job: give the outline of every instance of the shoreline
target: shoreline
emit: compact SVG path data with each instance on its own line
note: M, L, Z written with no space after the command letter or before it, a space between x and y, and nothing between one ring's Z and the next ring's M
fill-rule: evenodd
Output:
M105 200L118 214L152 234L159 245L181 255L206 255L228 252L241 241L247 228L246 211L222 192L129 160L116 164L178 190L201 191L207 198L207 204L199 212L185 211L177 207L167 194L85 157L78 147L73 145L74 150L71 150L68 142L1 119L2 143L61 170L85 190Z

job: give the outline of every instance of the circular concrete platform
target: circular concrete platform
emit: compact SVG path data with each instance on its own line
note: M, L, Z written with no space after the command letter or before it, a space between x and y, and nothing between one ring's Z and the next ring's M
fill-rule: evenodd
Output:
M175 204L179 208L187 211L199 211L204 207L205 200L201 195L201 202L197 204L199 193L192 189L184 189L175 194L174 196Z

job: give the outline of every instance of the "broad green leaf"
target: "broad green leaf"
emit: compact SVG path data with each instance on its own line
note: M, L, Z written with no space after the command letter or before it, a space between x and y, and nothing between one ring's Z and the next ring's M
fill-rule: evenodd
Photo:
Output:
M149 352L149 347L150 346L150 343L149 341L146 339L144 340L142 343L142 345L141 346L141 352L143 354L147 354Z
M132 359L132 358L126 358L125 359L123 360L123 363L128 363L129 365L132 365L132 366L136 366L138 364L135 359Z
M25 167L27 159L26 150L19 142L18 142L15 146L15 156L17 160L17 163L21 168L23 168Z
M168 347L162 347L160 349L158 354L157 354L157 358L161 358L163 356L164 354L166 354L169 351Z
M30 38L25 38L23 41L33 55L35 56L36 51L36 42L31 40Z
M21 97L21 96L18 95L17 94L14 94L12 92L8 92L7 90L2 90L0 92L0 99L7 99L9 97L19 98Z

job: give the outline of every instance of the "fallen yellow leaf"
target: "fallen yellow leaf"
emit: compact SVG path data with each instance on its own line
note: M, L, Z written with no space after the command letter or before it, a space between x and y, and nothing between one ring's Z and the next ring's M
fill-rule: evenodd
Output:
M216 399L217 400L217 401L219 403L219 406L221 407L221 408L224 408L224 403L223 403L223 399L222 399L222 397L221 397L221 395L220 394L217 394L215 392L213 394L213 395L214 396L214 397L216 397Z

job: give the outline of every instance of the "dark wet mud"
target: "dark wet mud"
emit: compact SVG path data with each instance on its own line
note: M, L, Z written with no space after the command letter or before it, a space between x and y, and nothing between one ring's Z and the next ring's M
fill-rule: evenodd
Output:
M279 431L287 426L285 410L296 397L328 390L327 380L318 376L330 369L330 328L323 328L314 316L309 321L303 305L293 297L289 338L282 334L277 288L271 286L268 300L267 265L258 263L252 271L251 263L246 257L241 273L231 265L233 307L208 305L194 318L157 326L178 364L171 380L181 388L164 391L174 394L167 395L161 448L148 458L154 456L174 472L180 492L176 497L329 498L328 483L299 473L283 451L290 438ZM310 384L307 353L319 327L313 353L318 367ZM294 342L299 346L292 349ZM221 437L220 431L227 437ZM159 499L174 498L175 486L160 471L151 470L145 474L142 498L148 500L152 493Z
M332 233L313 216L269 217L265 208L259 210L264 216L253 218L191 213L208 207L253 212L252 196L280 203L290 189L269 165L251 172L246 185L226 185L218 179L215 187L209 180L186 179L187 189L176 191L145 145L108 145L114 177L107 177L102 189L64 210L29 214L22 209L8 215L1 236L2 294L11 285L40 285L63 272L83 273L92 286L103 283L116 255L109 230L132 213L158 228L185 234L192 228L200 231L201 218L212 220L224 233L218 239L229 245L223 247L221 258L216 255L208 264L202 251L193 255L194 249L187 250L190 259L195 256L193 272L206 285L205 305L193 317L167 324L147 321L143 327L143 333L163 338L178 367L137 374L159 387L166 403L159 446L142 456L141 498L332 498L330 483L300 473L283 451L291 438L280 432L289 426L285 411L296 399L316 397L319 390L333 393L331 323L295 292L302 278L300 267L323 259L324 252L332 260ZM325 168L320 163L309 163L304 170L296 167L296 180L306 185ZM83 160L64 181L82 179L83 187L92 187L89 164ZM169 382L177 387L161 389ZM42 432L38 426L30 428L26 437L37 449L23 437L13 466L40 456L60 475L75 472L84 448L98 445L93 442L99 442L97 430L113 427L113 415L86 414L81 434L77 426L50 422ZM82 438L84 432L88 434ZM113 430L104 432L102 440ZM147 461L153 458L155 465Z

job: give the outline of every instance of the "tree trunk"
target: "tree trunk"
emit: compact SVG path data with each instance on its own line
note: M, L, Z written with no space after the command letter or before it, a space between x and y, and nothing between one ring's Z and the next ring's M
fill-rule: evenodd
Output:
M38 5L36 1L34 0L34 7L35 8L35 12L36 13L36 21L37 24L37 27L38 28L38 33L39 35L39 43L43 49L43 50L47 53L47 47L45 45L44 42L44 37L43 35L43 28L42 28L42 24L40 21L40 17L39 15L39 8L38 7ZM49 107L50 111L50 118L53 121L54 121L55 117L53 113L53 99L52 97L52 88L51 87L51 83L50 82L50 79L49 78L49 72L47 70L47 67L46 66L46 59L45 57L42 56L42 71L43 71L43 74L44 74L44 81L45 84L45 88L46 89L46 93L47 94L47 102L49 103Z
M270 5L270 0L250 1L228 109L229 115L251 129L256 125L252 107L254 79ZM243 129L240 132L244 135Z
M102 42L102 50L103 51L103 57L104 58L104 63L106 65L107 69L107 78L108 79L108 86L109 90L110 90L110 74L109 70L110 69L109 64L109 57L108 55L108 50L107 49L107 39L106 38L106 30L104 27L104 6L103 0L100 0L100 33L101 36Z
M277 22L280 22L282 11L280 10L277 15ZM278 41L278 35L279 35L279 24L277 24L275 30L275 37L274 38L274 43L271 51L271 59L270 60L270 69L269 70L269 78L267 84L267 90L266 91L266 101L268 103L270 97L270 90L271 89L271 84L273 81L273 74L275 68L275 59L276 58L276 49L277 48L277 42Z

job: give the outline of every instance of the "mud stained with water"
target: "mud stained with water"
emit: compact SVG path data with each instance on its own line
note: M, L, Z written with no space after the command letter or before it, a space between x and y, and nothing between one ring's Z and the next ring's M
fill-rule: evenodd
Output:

══════════

How many lines in the data above contain the string "broad"? Reply with the number alone.

[Response for this exercise]
2